[Location labeling items]
BEGIN

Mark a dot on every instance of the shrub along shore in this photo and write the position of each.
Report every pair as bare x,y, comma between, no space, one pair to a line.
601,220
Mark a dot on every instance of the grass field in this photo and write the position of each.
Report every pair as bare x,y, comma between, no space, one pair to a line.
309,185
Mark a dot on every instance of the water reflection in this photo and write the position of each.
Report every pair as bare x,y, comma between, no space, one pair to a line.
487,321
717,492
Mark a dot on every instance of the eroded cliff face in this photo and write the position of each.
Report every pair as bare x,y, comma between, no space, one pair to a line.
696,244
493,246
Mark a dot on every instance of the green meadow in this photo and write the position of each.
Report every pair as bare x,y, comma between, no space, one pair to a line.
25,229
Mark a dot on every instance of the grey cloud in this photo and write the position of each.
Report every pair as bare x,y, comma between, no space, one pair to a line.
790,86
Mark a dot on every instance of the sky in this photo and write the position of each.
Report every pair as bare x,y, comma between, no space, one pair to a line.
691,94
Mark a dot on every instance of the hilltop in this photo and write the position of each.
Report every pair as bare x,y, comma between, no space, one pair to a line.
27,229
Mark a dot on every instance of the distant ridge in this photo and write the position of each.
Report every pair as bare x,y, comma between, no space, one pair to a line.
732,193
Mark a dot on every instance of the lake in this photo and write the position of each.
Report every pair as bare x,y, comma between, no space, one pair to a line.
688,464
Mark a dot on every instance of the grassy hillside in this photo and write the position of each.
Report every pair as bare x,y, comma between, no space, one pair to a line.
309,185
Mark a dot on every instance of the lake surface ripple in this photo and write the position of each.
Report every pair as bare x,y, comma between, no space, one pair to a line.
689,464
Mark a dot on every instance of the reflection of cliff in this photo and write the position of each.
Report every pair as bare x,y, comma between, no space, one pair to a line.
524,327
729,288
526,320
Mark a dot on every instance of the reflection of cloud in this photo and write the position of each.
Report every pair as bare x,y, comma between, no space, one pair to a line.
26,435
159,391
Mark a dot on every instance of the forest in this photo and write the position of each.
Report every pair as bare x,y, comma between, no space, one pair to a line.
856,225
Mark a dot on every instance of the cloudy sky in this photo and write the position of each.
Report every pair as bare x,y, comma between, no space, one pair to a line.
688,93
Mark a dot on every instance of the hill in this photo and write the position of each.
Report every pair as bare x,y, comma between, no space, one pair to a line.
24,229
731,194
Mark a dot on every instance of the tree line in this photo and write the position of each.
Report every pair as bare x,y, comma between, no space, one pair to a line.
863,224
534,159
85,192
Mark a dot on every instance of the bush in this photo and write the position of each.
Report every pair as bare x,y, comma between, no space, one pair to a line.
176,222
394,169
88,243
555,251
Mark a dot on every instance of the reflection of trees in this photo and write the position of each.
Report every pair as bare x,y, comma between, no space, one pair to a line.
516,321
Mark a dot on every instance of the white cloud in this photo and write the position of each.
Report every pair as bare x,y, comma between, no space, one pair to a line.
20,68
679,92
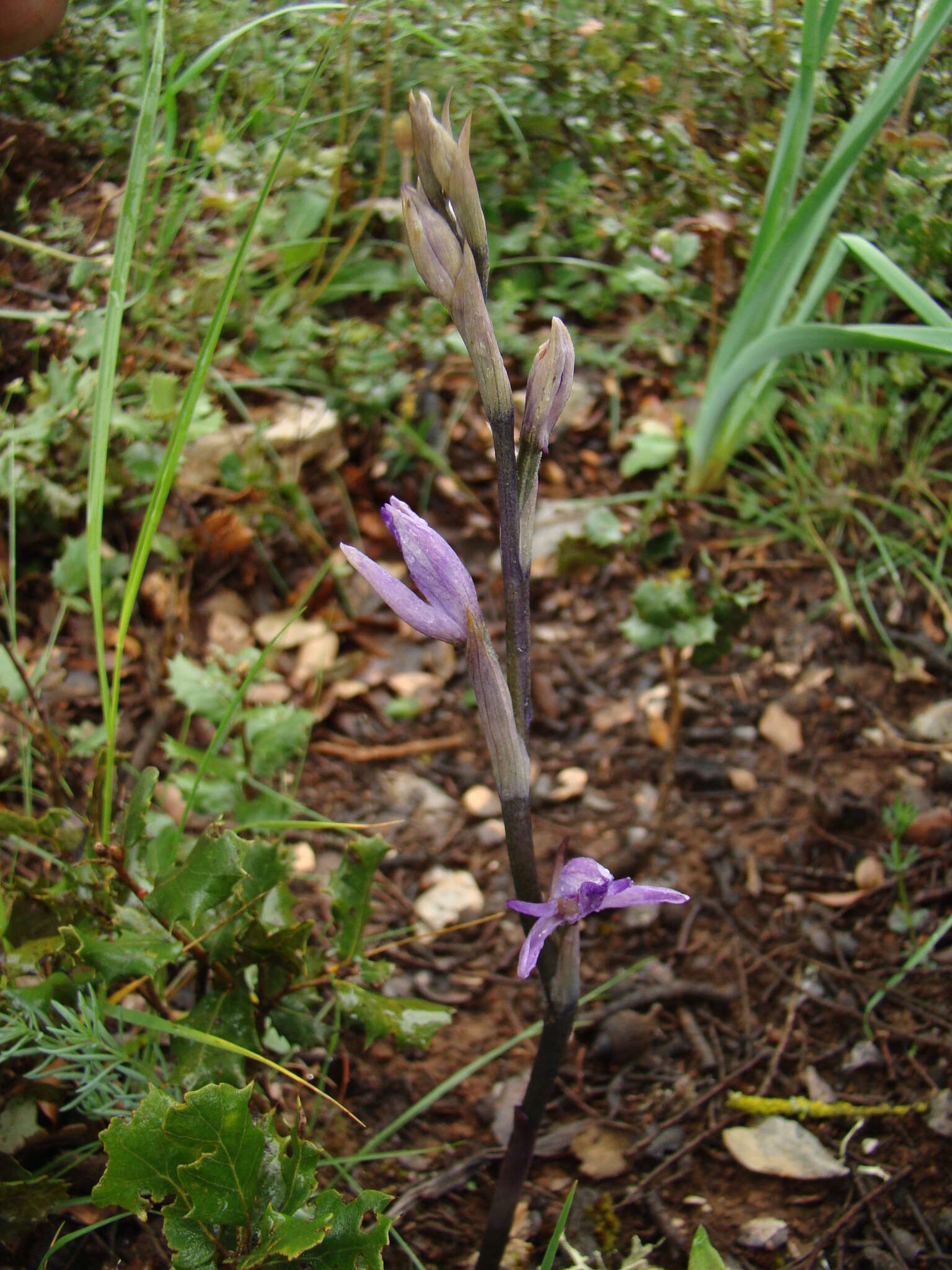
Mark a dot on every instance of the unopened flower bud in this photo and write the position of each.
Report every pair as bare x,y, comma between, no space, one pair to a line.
549,388
434,150
472,322
433,246
465,197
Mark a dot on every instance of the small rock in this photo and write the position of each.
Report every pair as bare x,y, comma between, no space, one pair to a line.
626,1034
743,780
482,802
451,894
490,833
865,1053
781,729
868,873
816,1088
935,723
229,633
314,659
767,1233
570,783
667,1142
272,628
302,858
931,828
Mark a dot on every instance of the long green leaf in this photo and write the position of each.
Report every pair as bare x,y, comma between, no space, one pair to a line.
718,445
769,288
110,353
167,473
897,280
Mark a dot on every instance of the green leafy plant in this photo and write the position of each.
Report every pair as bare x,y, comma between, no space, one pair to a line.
899,860
236,1193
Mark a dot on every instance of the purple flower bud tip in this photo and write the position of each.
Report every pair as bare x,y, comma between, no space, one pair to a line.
582,888
437,571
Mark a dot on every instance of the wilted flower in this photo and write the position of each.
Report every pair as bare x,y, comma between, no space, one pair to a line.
454,615
582,888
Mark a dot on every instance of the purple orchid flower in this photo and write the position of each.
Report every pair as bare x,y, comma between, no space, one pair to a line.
582,888
437,571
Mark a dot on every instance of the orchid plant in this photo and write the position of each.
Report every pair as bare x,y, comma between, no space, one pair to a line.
447,234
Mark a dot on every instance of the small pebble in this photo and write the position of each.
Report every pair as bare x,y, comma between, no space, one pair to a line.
868,873
482,802
763,1232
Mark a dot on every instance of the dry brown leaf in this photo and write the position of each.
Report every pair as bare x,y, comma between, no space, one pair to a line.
781,729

END

DIRECTIONS: Please arrange every line of the items above as a JSON list of strings, one string per line, with blank lines left out. Leave the pictures out of your answer.

OUTPUT OF THE EXERCISE:
[
  "Mark a dot on every instance of the shrub along shore in this photo and write the position of each.",
  "Report every pair as bare x,y, comma between, no space, one pair to a line.",
  "601,220",
  "Mark a dot on every instance of the grass field in this photo and write the position of each.",
  "Report every pair as bare x,y, comma between, no space, one pair to a line.",
  "309,185",
  "Mark a dot on every instance of the water reflection in this photo and write the position of each.",
  "Report every pair as bare x,y, comma between, no space, one pair to a line.",
  "487,321",
  "717,492",
  "Mark a dot on every instance of the eroded cliff face in this photo and write the position of each.",
  "Report every pair as bare x,y, comma between, no space, one pair to a line.",
  "696,244",
  "493,246",
  "Mark a dot on every instance of the green meadow in this photo and write the position of each.",
  "Report every pair as bare x,y, comma between, no space, one pair to a line.",
  "25,229",
  "Mark a dot on every instance of the grey cloud in this photo and write the position of each.",
  "Report every pair as bare x,y, comma between, no space, one pair to a line.",
  "790,86",
  "Mark a dot on every instance of the sky in this photo and write the position of each.",
  "Report every pair as bare x,y, comma between, no space, one pair to a line.",
  "691,94",
  "Mark a dot on every instance of the hilltop in this photo and write the position of each.",
  "Report every pair as bare x,y, comma between, no space, one pair to a line.",
  "27,229",
  "Mark a dot on every instance of the distant ridge in this photo and write the position of each.",
  "Report every pair as bare x,y, comma between, no space, one pair to a line.",
  "732,193",
  "Mark a dot on every instance of the lake in this photo and write the position of each.",
  "Report every pair as bare x,y, comma between, no space, one pair to a line.",
  "688,464",
  "Mark a dot on every instance of the grassy hillside in this photo and write the position of each.",
  "Report every pair as bare x,y, comma between, no space, one pair to a line.",
  "309,185",
  "Mark a dot on every instance of the lake surface ripple in this photo and write the position of each.",
  "Report every pair as bare x,y, comma between, no space, one pair to a line.",
  "689,464",
  "Mark a dot on every instance of the reflection of cliff in this photo and write the position of each.",
  "Report every pair as bare x,y, comma between, no space, one pair to a line.",
  "524,327",
  "729,288",
  "526,320",
  "Mark a dot on every instance of the reflection of cloud in this photo and write the position of each.",
  "Report every pair as bare x,y, comma between, no space, one pair to a line.",
  "26,435",
  "159,391",
  "Mark a dot on every instance of the forest in this photo and write the position of each.",
  "Report every pair as bare x,y, comma between, no space, one pair to a line.",
  "856,225",
  "Mark a dot on every instance of the cloudy sky in this photo and write the position of each.",
  "Report every pair as bare x,y, comma between, no space, one pair to a line.",
  "688,93",
  "Mark a dot on every instance of the hill in this photo and write the position of each.",
  "Report every pair as bare x,y, comma between, no space, one pair to a line.",
  "24,229",
  "731,194",
  "Mark a dot on every instance of the tree line in this photo and write the position of each.",
  "Report every pair as bare x,y, comma between, no space, one pair to a line.",
  "863,224",
  "534,159",
  "85,192",
  "Mark a dot on every instance of the bush in this photo and write the position of each.",
  "Report every pair as bare x,y, comma between, no space, one pair to a line.",
  "176,222",
  "394,169",
  "88,243",
  "555,251",
  "Mark a dot on every instance of the reflection of trees in this photo and write the position of each.",
  "Report every pair as bare x,y, comma between, no space, one pair to a line.",
  "516,321",
  "Mark a dot on every instance of the white cloud in this photo and write the position of each.",
  "Report every pair as bare x,y, comma between, no space, one pair to a line.",
  "20,68",
  "679,92",
  "Mark a dot on every instance of the unopened flower bud in this photo and write the position of each.",
  "Report every pair as bare x,y, comma between, no space, one pair to a line.",
  "549,388",
  "434,150",
  "472,322",
  "433,246",
  "465,197",
  "Mark a dot on every instance of the small rock in this photo and write the position of each.",
  "Report every pair as bare x,y, comma between, no space, one pair to a line.",
  "626,1034",
  "743,780",
  "482,802",
  "451,894",
  "490,833",
  "865,1053",
  "781,729",
  "868,873",
  "816,1088",
  "935,723",
  "229,633",
  "314,659",
  "767,1233",
  "570,783",
  "667,1142",
  "272,628",
  "302,858",
  "931,828",
  "Mark a dot on every instance of the long green leaf in this photo and write the position of each.",
  "Report every pair as bare x,y, comma between, no space, one pair to a line.",
  "718,445",
  "769,288",
  "110,353",
  "167,473",
  "897,280",
  "Mark a dot on every instance of the green leafy plant in this photo and write the position of each.",
  "Report every pair as bare x,y, comma between, no space, one pair to a line.",
  "899,860",
  "236,1193",
  "Mark a dot on every instance of the purple flower bud tip in this photo and write the position of each.",
  "Report every pair as bare x,y, comma between, no space, one pair to a line.",
  "582,888",
  "437,571",
  "Mark a dot on every instance of the wilted flower in this photo and write the position of each.",
  "Report every pair as bare x,y, comma between, no space, one pair to a line.",
  "454,615",
  "582,888",
  "Mark a dot on every instance of the purple orchid flower in this photo and write the position of each.",
  "Report every pair as bare x,y, comma between, no space, one pair to a line.",
  "582,888",
  "437,571",
  "Mark a dot on every instance of the orchid plant in this photo and write the position of each.",
  "Report every pair as bare x,y, comma between, no space, one pair to a line.",
  "447,234",
  "Mark a dot on every instance of the small pebble in this photo and write the position of each.",
  "Report every pair as bare x,y, comma between, no space, one pair to a line.",
  "868,873",
  "482,802",
  "763,1232",
  "Mark a dot on every instance of the dry brown leaf in this photo and write the position of each.",
  "Report every pair as bare x,y, comma between, no space, one pair to a line.",
  "781,729"
]